──────── Passage given ────────
Parse trees v. ASTs

Chip Morningstar chip@communities.com
Wed, 8 Sep 1999 14:13:46 -0700 (PDT)


>Yeah, a lot of this is just standard parsing stuff.  I'm not as familiar
>with YACC to compare the two tools.
>
>> What redudancy is eliminated? As far as I can see that's the parse
>> tree anybody would generate.
>
>If you are building trees by hand, then yes, that's what you would want to
>do.  A "parse tree" is actually the parse represented as a tree with no
>hints as to what to leave out.  Strangely enough Python uses this kind of
>tree.  Sounds like E is not doing that from your description.

YACC makes you do all the work yourself, except for the actual
parsing. Each production has associated with it a block of "action"
────────
# Requirements:
Continue the mailing-list post on parse trees versus ASTs from the point where it stops. The lines that come next are separate material with no connection to the parse tree discussion.
──────── Recorded data ────────
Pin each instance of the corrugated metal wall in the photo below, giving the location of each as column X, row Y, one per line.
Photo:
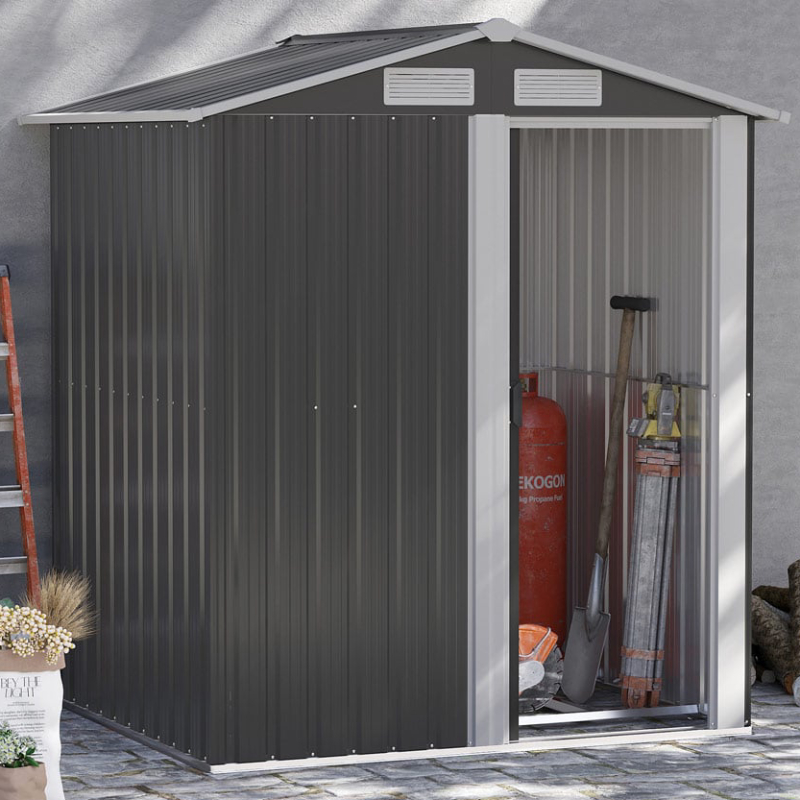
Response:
column 132, row 285
column 621, row 212
column 261, row 414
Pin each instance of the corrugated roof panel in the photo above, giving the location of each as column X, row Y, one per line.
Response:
column 297, row 59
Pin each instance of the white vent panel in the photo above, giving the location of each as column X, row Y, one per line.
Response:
column 558, row 87
column 428, row 86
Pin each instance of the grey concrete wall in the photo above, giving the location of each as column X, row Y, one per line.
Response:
column 52, row 52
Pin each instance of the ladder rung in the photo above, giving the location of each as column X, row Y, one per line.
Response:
column 13, row 565
column 11, row 497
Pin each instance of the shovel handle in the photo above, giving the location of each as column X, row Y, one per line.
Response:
column 615, row 432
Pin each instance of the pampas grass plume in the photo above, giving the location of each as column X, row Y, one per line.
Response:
column 66, row 601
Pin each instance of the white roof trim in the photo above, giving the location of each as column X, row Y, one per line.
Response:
column 254, row 97
column 88, row 117
column 684, row 87
column 499, row 30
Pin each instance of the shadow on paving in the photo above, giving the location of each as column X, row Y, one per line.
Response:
column 98, row 763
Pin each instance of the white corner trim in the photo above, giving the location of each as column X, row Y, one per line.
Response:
column 728, row 589
column 488, row 434
column 498, row 29
column 267, row 94
column 719, row 98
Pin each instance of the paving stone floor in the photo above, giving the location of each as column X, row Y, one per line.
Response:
column 766, row 766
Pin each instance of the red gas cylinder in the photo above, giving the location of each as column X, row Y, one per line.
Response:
column 542, row 510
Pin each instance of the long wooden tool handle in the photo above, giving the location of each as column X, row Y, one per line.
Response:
column 615, row 432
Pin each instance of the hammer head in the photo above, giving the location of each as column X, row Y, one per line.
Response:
column 621, row 302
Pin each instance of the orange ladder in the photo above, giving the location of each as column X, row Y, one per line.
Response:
column 18, row 496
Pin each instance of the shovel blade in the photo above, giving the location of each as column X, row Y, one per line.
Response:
column 582, row 657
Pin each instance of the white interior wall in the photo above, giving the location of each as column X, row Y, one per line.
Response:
column 607, row 212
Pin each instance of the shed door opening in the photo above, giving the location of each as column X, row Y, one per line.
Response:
column 596, row 213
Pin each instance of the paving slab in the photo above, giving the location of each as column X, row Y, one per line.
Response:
column 98, row 763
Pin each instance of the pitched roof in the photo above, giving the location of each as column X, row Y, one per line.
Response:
column 302, row 61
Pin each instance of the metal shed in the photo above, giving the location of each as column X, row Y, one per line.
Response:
column 291, row 290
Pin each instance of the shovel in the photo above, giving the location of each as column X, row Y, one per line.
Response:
column 589, row 628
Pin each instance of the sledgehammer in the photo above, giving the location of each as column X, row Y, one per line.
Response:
column 589, row 628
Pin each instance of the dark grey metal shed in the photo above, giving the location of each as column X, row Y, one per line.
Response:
column 282, row 292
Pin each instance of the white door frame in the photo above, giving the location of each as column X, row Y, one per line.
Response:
column 726, row 607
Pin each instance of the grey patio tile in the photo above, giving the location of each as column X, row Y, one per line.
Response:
column 377, row 787
column 87, row 793
column 550, row 786
column 326, row 775
column 212, row 793
column 474, row 776
column 584, row 771
column 407, row 770
column 656, row 779
column 736, row 787
column 662, row 791
column 463, row 791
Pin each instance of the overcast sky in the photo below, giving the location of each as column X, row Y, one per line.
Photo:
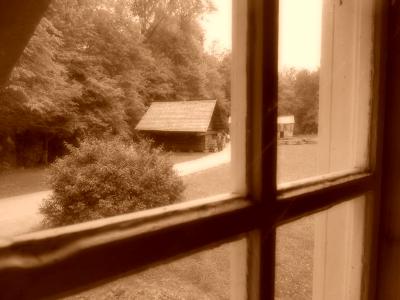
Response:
column 299, row 34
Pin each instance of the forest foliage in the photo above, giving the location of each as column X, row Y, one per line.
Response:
column 298, row 95
column 108, row 177
column 93, row 67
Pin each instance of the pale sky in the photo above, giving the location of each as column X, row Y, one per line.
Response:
column 299, row 34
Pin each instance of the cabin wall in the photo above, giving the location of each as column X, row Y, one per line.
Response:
column 178, row 141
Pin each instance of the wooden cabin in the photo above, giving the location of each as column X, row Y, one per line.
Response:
column 285, row 126
column 184, row 125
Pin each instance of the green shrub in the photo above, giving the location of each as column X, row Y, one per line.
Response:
column 104, row 178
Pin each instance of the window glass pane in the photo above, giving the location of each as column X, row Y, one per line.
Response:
column 209, row 274
column 320, row 256
column 99, row 88
column 324, row 88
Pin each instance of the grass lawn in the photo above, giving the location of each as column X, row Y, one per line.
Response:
column 22, row 181
column 206, row 275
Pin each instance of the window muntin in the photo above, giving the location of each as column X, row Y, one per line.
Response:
column 341, row 83
column 250, row 215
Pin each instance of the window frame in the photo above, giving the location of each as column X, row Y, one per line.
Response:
column 65, row 260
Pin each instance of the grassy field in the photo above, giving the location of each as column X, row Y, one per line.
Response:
column 206, row 275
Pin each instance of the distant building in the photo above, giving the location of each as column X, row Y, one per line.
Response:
column 184, row 125
column 285, row 126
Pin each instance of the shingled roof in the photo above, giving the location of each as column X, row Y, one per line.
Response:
column 178, row 116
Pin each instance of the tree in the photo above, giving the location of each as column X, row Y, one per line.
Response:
column 298, row 95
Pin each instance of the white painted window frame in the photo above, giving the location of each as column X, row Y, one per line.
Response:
column 63, row 260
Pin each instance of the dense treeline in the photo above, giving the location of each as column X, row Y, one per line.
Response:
column 299, row 95
column 92, row 67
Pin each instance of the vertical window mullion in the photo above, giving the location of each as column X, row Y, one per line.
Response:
column 262, row 144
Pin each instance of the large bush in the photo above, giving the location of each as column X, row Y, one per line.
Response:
column 105, row 178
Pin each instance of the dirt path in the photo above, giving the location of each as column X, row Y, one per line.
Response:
column 20, row 214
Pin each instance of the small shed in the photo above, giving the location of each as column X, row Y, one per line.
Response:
column 184, row 125
column 285, row 126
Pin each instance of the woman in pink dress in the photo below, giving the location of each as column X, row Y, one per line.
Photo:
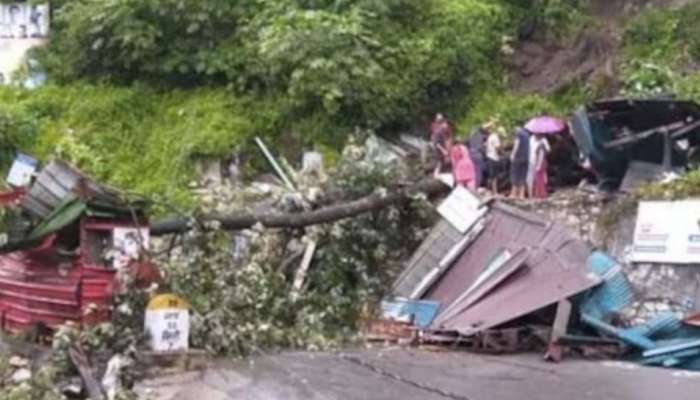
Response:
column 540, row 179
column 462, row 166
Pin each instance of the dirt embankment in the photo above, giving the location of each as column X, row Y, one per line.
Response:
column 544, row 65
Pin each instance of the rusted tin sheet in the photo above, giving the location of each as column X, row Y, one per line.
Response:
column 693, row 320
column 440, row 240
column 555, row 269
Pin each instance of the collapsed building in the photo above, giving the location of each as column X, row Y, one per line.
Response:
column 69, row 245
column 490, row 276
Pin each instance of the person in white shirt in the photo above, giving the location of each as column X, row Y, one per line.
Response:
column 535, row 142
column 493, row 160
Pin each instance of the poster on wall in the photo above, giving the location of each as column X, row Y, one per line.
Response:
column 129, row 244
column 668, row 232
column 22, row 26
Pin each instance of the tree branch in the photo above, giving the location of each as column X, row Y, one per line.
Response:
column 323, row 215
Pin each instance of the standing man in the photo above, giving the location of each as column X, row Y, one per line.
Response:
column 519, row 163
column 476, row 152
column 493, row 159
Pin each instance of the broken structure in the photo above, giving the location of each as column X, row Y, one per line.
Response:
column 628, row 142
column 69, row 241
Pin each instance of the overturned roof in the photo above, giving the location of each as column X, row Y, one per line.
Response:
column 518, row 264
column 613, row 133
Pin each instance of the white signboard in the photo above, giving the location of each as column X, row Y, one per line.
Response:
column 167, row 323
column 22, row 26
column 128, row 245
column 461, row 209
column 22, row 170
column 668, row 232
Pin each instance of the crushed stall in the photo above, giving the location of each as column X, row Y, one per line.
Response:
column 630, row 142
column 514, row 278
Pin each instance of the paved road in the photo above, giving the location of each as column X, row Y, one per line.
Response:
column 413, row 374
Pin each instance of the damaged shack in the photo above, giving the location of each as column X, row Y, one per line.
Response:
column 70, row 244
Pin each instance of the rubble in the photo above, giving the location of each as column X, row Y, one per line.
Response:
column 21, row 375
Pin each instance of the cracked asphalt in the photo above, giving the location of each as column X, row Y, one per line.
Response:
column 415, row 374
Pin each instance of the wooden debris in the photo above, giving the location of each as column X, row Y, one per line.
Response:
column 82, row 363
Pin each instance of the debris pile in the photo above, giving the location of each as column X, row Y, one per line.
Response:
column 491, row 276
column 70, row 245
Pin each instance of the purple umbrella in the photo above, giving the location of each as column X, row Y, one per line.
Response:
column 545, row 125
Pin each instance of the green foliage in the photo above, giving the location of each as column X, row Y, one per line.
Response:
column 137, row 138
column 555, row 19
column 657, row 45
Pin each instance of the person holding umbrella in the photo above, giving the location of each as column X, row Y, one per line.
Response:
column 537, row 178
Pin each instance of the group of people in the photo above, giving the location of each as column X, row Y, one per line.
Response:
column 482, row 159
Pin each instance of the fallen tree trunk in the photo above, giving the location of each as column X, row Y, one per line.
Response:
column 299, row 220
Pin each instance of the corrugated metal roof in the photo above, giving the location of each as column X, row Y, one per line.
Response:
column 441, row 239
column 555, row 268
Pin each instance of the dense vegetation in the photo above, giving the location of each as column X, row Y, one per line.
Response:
column 139, row 89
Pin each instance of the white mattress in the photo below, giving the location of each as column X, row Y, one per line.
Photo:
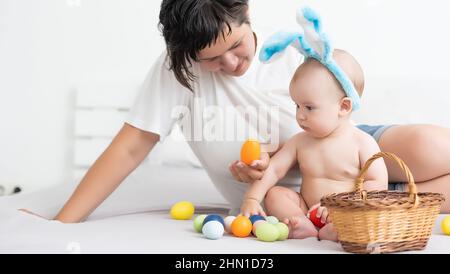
────────
# Written response:
code which you provide. This code is called when the production is
reduced. It can return a value for the production (which value can be
anything you want) and in turn has the values of the terminal and
(previously reduced) non-terminal symbols of the production as
parameters (values of terminal symbols are provided by the lexer,
which you also have to write). If I recall correctly, in the E
parser the typical production action consists of a constructor call to
create a syntax tree node of the appropriate class.

The downside of this is you have to do a lot of work yourself. The
upside is that it is extremely simple and extremely flexible (and the
work that's left to you is typically very easy, though often quite
tedious). After writing numerous compilers and transformation
utilities based on YACC over several years I noticed I was coding the
same flavor of stuff over and over again and finally ended up creating
a package of C macros called YaccHelper to do most of the scutwork;
of course, this package is of no value when programming in Java.

>> Where's the simplification? Or have we actually been using 
>> ASTs all along
>> and just calling them "parse-trees" out of sloppiness?
>
>Sounds like you have been using ASTs.  How do you manipulate your trees?  Do
>you do it by hand or have a grammar for them?  Do you have heterogenous
>nodes with a different class for each language construct or do you use a
>generic node class to have homogenous nodes?  Just curious.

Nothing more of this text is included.